DOCUMENT SEGMENT
•••••

Introduction
The individual immune response to SARS-CoV-2 defines the COVID-19 clinical evolution, ranging from asymptomatic to mild, moderate, or severe disease with possible multi-organ failure requiring intensive care support [
1].
Due to the severely impaired immune response to infection and immunization, patients with Primary Antibody Deficiencies (PAD) [
2] represent a potential at-risk group in the current COVID-19 pandemic [
3]. SARS-CoV-2 infected PAD patients have been reported [
4‐
6] with a clinical presentation varying from mild symptoms to death, with many asymptomatic patients also documented. We recently showed [
7] that Italian PAD patients showed a cumulative incidence and infection-fatality rate similar to the SARS-CoV-2 positive Italian general population. It is possible to consider that the low incidence might be related to the application of precautions measures our patients are used to following since PAD diagnosis. Although the infection rate and the infection-fatality rate were similar, the median age at death of PAD patients was lower compared to the general population, and most of these patients did not have predisposing comorbidities [
7]. A low or even absent antibody level is generating considerable anxiety in the PAD population aware of their incapacity to mount an adequate antibody response to infection and immunization [
8].
Vaccination is the safest and most effective tool to achieve a protective response in immunocompetent individuals in whom recent data demonstrated the high efficacy of SARS-CoV-2 immunization [
9,
10].
The European Society for Primary Immune Deficiency (ESID) recommends that PAD patients receive SARS-CoV-2 immunization provided that vaccines are based on killed/inactivated/viruses or on the use of mRNA [
11]. The rationale is, as for the influenza immunization, that immune responses may be generated despite a low or even absent antibody response [
12]. We are running a study with the aim to define the short- and long-term mechanisms of impaired or preserved immune responses to SARS-CoV-2 immunization in a population of adult PAD patients.

•••••

EXTRACTED INFORMATION
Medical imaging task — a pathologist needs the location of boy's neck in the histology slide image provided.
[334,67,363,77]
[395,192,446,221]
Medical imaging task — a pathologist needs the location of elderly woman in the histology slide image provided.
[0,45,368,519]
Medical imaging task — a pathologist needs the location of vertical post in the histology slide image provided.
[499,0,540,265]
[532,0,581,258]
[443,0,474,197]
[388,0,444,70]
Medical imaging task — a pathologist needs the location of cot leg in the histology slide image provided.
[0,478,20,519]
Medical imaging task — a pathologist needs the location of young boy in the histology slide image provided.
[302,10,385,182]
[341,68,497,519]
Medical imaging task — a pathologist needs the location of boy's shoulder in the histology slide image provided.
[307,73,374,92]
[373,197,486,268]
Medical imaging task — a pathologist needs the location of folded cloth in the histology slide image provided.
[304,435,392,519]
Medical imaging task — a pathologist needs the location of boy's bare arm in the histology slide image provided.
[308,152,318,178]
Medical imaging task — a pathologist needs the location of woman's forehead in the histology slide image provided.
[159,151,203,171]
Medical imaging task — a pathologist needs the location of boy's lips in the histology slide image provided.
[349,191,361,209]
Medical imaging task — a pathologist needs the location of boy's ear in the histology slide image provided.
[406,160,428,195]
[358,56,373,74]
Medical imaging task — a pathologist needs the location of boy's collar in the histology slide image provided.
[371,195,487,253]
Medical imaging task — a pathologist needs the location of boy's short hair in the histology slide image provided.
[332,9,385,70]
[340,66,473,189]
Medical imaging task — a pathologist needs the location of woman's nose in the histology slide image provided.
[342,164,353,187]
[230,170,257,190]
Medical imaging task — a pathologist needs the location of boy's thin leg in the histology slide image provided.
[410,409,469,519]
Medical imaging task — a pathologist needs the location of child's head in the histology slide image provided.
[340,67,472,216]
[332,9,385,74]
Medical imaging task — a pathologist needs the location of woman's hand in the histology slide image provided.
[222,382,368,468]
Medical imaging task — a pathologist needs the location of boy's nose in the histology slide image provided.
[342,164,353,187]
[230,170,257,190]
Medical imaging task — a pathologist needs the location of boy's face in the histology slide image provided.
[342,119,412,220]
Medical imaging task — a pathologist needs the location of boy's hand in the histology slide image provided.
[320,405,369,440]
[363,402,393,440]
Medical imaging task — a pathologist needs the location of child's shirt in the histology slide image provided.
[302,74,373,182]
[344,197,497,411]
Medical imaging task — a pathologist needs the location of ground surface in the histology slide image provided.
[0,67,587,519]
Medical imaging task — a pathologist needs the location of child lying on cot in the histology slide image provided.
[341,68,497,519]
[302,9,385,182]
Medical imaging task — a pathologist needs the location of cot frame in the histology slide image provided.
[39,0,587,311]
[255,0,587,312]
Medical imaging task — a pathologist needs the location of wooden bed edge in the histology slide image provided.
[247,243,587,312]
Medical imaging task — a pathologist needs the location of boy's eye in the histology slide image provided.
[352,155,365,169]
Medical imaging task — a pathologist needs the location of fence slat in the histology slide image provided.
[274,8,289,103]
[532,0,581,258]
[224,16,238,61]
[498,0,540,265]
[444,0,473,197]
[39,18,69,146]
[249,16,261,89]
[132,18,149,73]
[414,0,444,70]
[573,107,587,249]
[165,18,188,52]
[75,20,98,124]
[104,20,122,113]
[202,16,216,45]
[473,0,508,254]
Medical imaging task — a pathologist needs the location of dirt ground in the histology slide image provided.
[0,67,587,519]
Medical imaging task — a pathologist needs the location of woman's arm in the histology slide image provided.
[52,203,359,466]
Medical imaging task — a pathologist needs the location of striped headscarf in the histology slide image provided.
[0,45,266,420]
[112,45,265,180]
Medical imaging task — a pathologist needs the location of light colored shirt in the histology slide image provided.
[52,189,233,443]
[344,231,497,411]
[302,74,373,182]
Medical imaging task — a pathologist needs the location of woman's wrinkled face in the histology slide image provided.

•••••

REQUIRED ACTIONS
1. Answer these questions from the introduction on SARS-CoV-2 in patients with Primary Antibody Deficiencies (PAD):
(a) What does the European Society for Primary Immune Deficiency require of a SARS-CoV-2 vaccine before recommending it to PAD patients?
(b) How did the median age at death of PAD patients compare with that of the general population?
(c) What range of clinical presentations has been reported in SARS-CoV-2 infected PAD patients?
2. List every clinical course of COVID-19 that the PAD introduction's opening sentence names.
3. Extend the introduction on SARS-CoV-2 immunization in PAD patients, starting after its final sentence.

TASK-BY-TASK RESULTS
1.
(a) The vaccine must be based on killed/inactivated viruses or on the use of mRNA.
(b) It was lower than in the general population.
(c) Presentations varied from mild symptoms to death, and many asymptomatic patients were also documented.

2.
- Asymptomatic
- Mild
- Moderate
- Severe disease with possible multi-organ failure requiring intensive care support

3.
The immune response to vaccination occurs in the germinal centers where the mechanisms of somatic mutation and affinity-selection results in the generation of high-affinity memory B-cells (MBCs) and long-lived memory plasma cells that are indispensable elements of immunological memory and exert protection in case of infection [
13]. Other B-cell populations become transiently detectable in the peripheral blood. Atypical Memory B-cells (ATM) are mostly generated by extrafollicular reactions [
14] where antigen selection cannot occur. Plasmablasts (PBs) are short-lived antibody producing cells found in the blood early after vaccination. Most of them will die and only some will home to the bone marrow and develop into long-lived plasma cells [
15]. Thanks to the availability of fluorescent Spike protein, we have been able to determine the participation of the different cell types to the immune response in Healthy Donors (HD) and PAD patients.
We present here data on early immune responses after BNT162b2 immunization. In a cohort of immunized PAD patients, naive for SARS-CoV-2 infection or previously infected, we measured Spike-specific B- and T-cells and serum antibodies before immunization and one week after the second dose of the BNT162b2 vaccine. Results showed lack of antibody responses in the majority of patients with Common Variable Immune Deficiencies (CVID), and in all patients with X-linked Agammaglobulinemia (XLA). CVID patients generated atypical B-cell responses, as well as a variable response to the vaccination in terms of Spike-specific T-cells. XLA patients produced specific T-cell responses at the same extent of HD.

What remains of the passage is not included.